##### EXTRACT TO READ

Apollo 8 holds a particular significance for me. This was the first time man had circled the moon – and I have a copy of the famous picture of the earth taken from over the moon and it’s signed by the three Astronauts Frank Borman, Jim Lovell and Bill Anders.

During that Apollo 8 flight the first prayer came from space and Frank Borman, a fine Christian gentleman, who said the prayer, included it on his Christmas card which I received from him the following year. The prayer from Space, Apollo VIII, Christmas Eve, 1968 reads as follows :–

“Give us, O God, the vision which can see Thy love in the world in spite of human failure.
Give us the faith to trust the goodness in spite of our ignorance and weakness.
Give us the knowledge that we may continue to pray with understanding hearts, and show us what each one of us can do to set forward the coming of the day of universal peace. Amen.”

During the Apollo VIII flight my son Stephen was working at Tidbinbilla Tracking Station, so he also had some small part in the historic mission.

Lloyd Bott

Christmas card from the Bormans. Front, Inside.

 

I was fortunate to meet many astronauts on my visits to the United States. Additional to Wally Schirra, Frank Borman, Jim Lovell and Bill Anders, there were Deke Slayton, Al Shepard, Tom Stafford, Walt Cunningham and Philip Chapman, the only Australian in the astronaut team. In Australia, I also met Al Shepard, David Scott and Pete Conrad. Gwen had the pleasure on one occasion of driving David out to the Melbourne Airport. They were generally speaking, fine representatives of the United States.

It was a great experience to be part of it all and I thoroughly enjoyed it and their trust and faith in me. I suppose the highlight of it all was to be present at the launch of Apollo XI on July 16th, 1969, as a guest of N.A.S.A. and the Vice-President of the United States. I have a very nice certificate to that effect signed by Vice President Agnew.

It was a tremendous occasion witnessed by some hundreds of thousands of people at Cape Kennedy as it then was. (It seems now it has reverted to its old name Cape Canaveral.) The atmosphere was electric, full of drama, excitement and expectation as we waited for the rocket motors to ignite to launch man on his mission to set foot on the moon for the first time. It was a great thrill to be there to see the vehicle on its way.

After the launch we were flown by V.I.P. aircraft to Houston, Texas where is located the Command Center for manned Spaceflights. I was present in the Mission Control Center when Apollo XI , after orbiting the earth to check out its systems, was given the all-clear to proceed to the moon. Whilst at the center, I had a chat with my old friend Christopher Kraft who was the Director of Operations then at the Manned Space Centre and the man in charge of the mission from the ground. It was an experience to be there where the center of action was.

##########
##### GIVEN RECORDS

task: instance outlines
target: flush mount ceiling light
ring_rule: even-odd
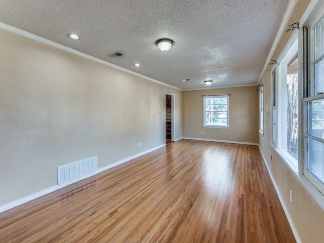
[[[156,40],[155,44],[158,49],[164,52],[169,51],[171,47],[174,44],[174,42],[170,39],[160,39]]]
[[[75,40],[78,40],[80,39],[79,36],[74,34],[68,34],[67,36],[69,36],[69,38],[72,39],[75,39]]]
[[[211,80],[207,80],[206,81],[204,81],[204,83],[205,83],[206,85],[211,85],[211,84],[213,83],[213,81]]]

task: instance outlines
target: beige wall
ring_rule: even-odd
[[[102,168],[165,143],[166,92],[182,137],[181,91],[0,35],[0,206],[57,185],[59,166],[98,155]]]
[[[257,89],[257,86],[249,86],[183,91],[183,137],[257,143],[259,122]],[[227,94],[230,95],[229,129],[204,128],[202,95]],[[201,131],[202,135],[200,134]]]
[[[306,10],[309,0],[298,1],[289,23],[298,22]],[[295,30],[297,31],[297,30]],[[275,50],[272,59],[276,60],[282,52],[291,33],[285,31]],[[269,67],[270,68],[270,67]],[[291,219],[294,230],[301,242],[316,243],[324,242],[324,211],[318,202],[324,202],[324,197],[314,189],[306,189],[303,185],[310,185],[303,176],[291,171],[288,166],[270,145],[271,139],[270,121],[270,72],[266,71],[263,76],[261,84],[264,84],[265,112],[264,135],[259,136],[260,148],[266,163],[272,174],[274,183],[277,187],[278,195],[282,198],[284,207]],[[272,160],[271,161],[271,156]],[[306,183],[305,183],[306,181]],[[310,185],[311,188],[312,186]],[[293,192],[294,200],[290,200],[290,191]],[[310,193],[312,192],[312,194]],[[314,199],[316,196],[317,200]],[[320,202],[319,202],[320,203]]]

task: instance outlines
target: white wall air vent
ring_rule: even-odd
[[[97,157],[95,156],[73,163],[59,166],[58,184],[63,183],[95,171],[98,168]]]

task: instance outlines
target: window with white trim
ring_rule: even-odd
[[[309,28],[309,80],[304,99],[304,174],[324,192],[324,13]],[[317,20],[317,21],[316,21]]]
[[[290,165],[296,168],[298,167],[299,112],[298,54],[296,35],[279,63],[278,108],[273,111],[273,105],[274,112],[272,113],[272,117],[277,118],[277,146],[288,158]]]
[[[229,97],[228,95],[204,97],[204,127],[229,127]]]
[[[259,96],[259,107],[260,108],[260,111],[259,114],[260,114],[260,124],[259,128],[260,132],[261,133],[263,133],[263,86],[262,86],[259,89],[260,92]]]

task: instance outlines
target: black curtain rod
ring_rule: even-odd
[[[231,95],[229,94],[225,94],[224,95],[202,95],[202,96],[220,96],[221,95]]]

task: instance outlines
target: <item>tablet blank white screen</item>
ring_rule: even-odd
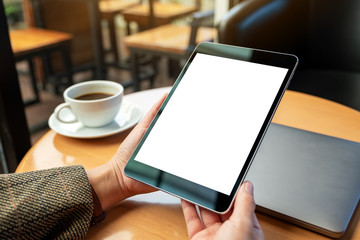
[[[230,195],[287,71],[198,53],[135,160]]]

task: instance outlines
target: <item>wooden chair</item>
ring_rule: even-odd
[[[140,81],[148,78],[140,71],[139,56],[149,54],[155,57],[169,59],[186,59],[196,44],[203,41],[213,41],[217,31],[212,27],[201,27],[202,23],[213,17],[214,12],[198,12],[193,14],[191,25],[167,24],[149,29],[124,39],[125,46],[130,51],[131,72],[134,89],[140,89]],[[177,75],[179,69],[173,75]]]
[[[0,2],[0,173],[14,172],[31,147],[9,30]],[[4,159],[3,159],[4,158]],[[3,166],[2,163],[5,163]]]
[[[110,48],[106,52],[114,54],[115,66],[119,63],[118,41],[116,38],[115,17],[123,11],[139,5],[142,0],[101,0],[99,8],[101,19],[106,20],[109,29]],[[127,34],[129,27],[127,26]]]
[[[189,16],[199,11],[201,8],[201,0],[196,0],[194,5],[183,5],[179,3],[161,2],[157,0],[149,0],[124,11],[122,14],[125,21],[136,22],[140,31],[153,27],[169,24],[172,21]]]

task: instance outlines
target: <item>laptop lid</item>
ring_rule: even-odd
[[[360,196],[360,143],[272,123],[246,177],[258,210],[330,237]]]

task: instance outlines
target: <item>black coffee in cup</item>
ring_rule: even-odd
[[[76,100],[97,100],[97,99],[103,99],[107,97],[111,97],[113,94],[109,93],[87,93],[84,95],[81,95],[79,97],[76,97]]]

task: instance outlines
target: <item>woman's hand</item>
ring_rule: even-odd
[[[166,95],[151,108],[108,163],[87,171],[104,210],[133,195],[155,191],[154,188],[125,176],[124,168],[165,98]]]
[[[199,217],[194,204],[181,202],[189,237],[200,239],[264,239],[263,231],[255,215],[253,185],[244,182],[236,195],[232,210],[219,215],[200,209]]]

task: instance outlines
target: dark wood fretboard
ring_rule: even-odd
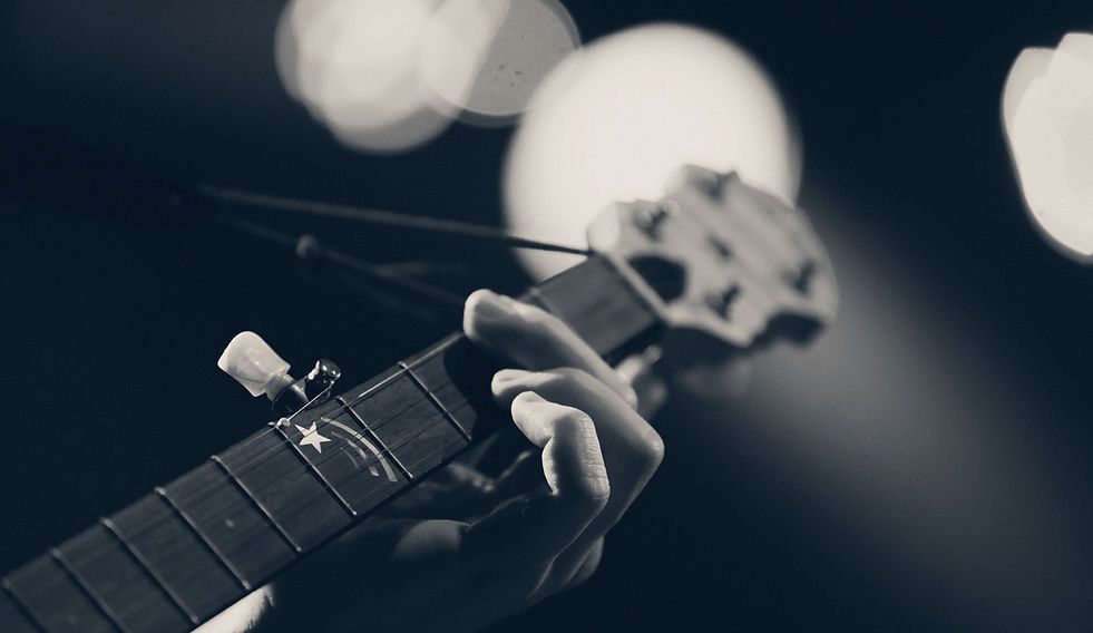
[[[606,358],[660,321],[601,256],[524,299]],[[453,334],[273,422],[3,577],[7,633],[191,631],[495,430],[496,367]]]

##########

→ TASKS TO COMPLETE
1. In the Apollo recollection, which astronauts does the writer name as met on visits to the United States in addition to Wally Schirra, Frank Borman, Jim Lovell and Bill Anders?
2. Can you duplicate the part of the Apollo recollection starting at "Christmas card from" and ending at "Vice President Agnew."?

→ RESPONSES PER TASK
1. Deke Slayton, Al Shepard, Tom Stafford, Walt Cunningham and Philip Chapman.

2.
Christmas card from the Bormans. Front, Inside.

 

I was fortunate to meet many astronauts on my visits to the United States. Additional to Wally Schirra, Frank Borman, Jim Lovell and Bill Anders, there were Deke Slayton, Al Shepard, Tom Stafford, Walt Cunningham and Philip Chapman, the only Australian in the astronaut team. In Australia, I also met Al Shepard, David Scott and Pete Conrad. Gwen had the pleasure on one occasion of driving David out to the Melbourne Airport. They were generally speaking, fine representatives of the United States.

It was a great experience to be part of it all and I thoroughly enjoyed it and their trust and faith in me. I suppose the highlight of it all was to be present at the launch of Apollo XI on July 16th, 1969, as a guest of N.A.S.A. and the Vice-President of the United States. I have a very nice certificate to that effect signed by Vice President Agnew.